======== Records for this exercise
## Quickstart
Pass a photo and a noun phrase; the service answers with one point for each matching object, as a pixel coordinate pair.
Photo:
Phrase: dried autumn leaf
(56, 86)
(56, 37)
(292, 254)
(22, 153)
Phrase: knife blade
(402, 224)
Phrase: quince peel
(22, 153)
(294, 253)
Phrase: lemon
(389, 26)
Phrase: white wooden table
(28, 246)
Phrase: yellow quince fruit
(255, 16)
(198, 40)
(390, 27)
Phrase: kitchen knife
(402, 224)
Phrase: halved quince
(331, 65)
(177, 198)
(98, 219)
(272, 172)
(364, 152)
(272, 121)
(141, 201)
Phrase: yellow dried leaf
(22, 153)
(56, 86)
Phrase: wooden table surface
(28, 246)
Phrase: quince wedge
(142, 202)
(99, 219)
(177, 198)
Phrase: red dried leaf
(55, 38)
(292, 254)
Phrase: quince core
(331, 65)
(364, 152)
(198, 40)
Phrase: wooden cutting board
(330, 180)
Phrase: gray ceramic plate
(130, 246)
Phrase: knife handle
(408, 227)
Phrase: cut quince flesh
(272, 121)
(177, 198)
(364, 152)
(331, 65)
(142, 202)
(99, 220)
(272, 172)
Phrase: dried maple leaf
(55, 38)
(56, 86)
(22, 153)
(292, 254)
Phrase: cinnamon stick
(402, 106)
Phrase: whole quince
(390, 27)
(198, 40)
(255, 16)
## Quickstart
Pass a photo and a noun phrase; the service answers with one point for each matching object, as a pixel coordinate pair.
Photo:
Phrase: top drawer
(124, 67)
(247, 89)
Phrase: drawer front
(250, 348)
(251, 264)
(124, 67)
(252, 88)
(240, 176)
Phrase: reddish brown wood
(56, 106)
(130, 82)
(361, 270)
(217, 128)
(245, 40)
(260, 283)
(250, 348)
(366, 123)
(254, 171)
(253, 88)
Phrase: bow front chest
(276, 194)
================
Aim of the exercise>
Beginning at the line that holds "Phrase: knife blade", write out word for word each line through the end of the records.

Response to this exercise>
Phrase: knife blade
(402, 224)
Phrase: quince peel
(22, 153)
(294, 253)
Phrase: lemon
(389, 26)
Phrase: white wooden table
(28, 246)
Phrase: yellow quince fruit
(255, 16)
(198, 40)
(390, 27)
Phrase: kitchen knife
(402, 224)
Phrase: halved quince
(331, 65)
(177, 198)
(98, 219)
(272, 172)
(364, 152)
(272, 121)
(141, 201)
Phrase: yellow dried leaf
(22, 153)
(56, 86)
Phrase: wooden table surface
(28, 246)
Phrase: quince wedge
(142, 202)
(99, 219)
(177, 198)
Phrase: red dried leaf
(55, 38)
(292, 254)
Phrase: quince core
(331, 65)
(364, 152)
(198, 40)
Phrase: wooden cutting board
(330, 180)
Phrase: gray ceramic plate
(130, 246)
Phrase: knife handle
(408, 227)
Phrase: cut quince flesh
(272, 121)
(177, 198)
(364, 152)
(331, 65)
(142, 202)
(99, 220)
(272, 172)
Phrase: dried maple leaf
(55, 38)
(56, 86)
(22, 153)
(292, 254)
Phrase: cinnamon stick
(402, 106)
Phrase: whole quince
(390, 27)
(198, 40)
(255, 16)
## Quickstart
Pass a photo and a noun phrase; the service answers with one point for each matching object, as a pixel coordinate pair.
Photo:
Phrase: top drawer
(124, 67)
(247, 89)
Phrase: drawer front
(250, 348)
(251, 264)
(124, 67)
(252, 88)
(240, 176)
Phrase: reddish brown wood
(56, 106)
(130, 82)
(361, 270)
(217, 128)
(245, 40)
(260, 283)
(250, 348)
(366, 123)
(254, 171)
(253, 88)
Phrase: bow front chest
(276, 194)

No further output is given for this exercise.